__Work request__
If a line of the listing contains the string "every", return that line.

Start of Block

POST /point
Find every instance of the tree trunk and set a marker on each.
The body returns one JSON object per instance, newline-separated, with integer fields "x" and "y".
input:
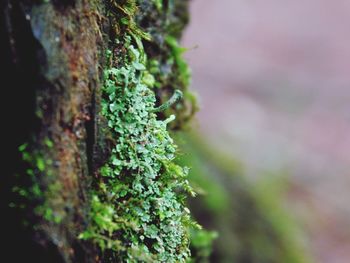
{"x": 52, "y": 61}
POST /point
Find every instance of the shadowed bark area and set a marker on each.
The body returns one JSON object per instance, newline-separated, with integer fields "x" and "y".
{"x": 52, "y": 59}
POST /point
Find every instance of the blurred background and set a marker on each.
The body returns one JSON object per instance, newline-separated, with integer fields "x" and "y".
{"x": 273, "y": 83}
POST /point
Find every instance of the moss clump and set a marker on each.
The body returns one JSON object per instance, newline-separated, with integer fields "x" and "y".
{"x": 36, "y": 194}
{"x": 138, "y": 209}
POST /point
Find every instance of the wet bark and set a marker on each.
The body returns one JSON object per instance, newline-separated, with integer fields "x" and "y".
{"x": 51, "y": 69}
{"x": 52, "y": 59}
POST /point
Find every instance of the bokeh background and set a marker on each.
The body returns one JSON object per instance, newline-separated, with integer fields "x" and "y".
{"x": 273, "y": 80}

End of Block

__Result of this exercise__
Find every instance of the tree trunk and set a marker on each.
Find every instance of the shadowed bark area and set a marker on each.
Find every instance of the blurred background and set a marker on each.
Find every instance of the moss clump and set a marker on each.
Find every instance of the wet bark and set a marker on each.
Find every instance of the bokeh background and set a marker on each.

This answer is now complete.